**SELECTED EXCERPT**
— Start —
You will rarely implement Raft or Paxos from scratch. But you must understand their properties to make architectural decisions: "Should this service use a Raft-based store (etcd) or an eventually consistent one (Cassandra)?"

The Consensus Problem¶

Agreement: A set of distributed nodes must agree on a single value (or sequence of values) despite crashes and network delays.

Property	Definition
Safety (Agreement)	All non-faulty nodes decide on the same value
Validity	The decided value was proposed by some node
Termination (Liveness)	Every non-faulty node eventually decides
Fault tolerance	The system makes progress as long as a majority (quorum) of nodes is alive

Warning

FLP Impossibility (1985): In a purely asynchronous system with even one crash failure, no deterministic algorithm can guarantee both safety and liveness. Real systems work around this with timeouts and leader election (giving up pure asynchrony).

Paxos¶

Overview¶

Paxos (Lamport, 1989) is the foundational consensus protocol. It solves single-value consensus (single-decree Paxos) and can be extended to a replicated log (Multi-Paxos).

Roles¶

Role	Responsibility
Proposer	Proposes a value; drives the protocol
Acceptor	Votes on proposals; stores accepted values durably
Learner	Learns the decided value (often the same nodes)

Single-Decree Paxos (Two Phases)¶

Phase 1: Prepare

Proposer picks a unique, monotonically increasing proposal number n
Proposer sends Prepare(n) to a majority of acceptors
Each acceptor: if n is the highest it has seen, replies Promise(n, last_accepted_value) and promises not to accept proposals < n

Phase 2: Accept

If the proposer receives promises from a majority:
If any acceptor already accepted a value, the proposer must propose that value (not its own)
Otherwise, it proposes its own value
Proposer sends Accept(n, value) to the majority
Acceptors accept if they have not promised a higher number
Once a majority accepts, the value is chosen

sequenceDiagram participant P as Proposer participant A1 as Acceptor 1 participant A2 as Acceptor 2 participant A3 as Acceptor 3 P->>A1: "Prepare(n=1)" P->>A2: "Prepare(n=1)" P->>A3: "Prepare(n=1)" A1-->>P: "Promise(n=1, none)" A2-->>P: "Promise(n=1, none)" Note over P: Majority promised P->>A1: "Accept(n=1, value=X)" P->>A2: "Accept(n=1, value=X)" A1-->>P: Accepted A2-->>P: Accepted Note over P: Value X is chosen

Why Paxos Is Hard in Practice¶

Challenge	Description
Dueling proposers	Two proposers keep preempting each other with higher proposal numbers; livelock
Multi-Paxos complexity	Extending to a log requires leader election, log compaction, and membership changes
Implementation subtlety	Edge cases in crash recovery, disk flushing, and message reordering

Tip

Staff-level insight: Paxos is theoretically foundational but notoriously difficult to implement correctly. This is precisely why Raft was invented—to provide an equivalent algorithm that is easier to understand, implement, and teach.

Raft¶

Overview¶

Raft (Ongaro & Ousterhout, 2014) solves the same problem as Multi-Paxos but is designed for understandability. It decomposes consensus into three subproblems: leader election, log replication, and safety.
— End —
**TASK LIST**
1. Give the stretch of the consensus text from "Phase 1: Prepare" through "(not its own)" again, switching "majority" to "quorum".
2. Please list every line of the entries that contains the string "instance", treating case as significant.

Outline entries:
— Start —
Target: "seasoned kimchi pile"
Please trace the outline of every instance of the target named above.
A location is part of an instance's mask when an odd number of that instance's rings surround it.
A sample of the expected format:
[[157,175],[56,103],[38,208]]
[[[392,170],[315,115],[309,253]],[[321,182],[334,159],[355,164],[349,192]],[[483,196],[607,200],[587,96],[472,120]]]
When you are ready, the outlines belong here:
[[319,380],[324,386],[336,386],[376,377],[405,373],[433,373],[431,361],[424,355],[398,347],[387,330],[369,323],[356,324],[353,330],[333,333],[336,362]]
— End —
**ANSWERS PROVIDED**
1.
Phase 1: Prepare

Proposer picks a unique, monotonically increasing proposal number n
Proposer sends Prepare(n) to a quorum of acceptors
Each acceptor: if n is the highest it has seen, replies Promise(n, last_accepted_value) and promises not to accept proposals < n

Phase 2: Accept

If the proposer receives promises from a quorum:
If any acceptor already accepted a value, the proposer must propose that value (not its own)

2.
Please trace the outline of every instance of the target named above.
A location is part of an instance's mask when an odd number of that instance's rings surround it.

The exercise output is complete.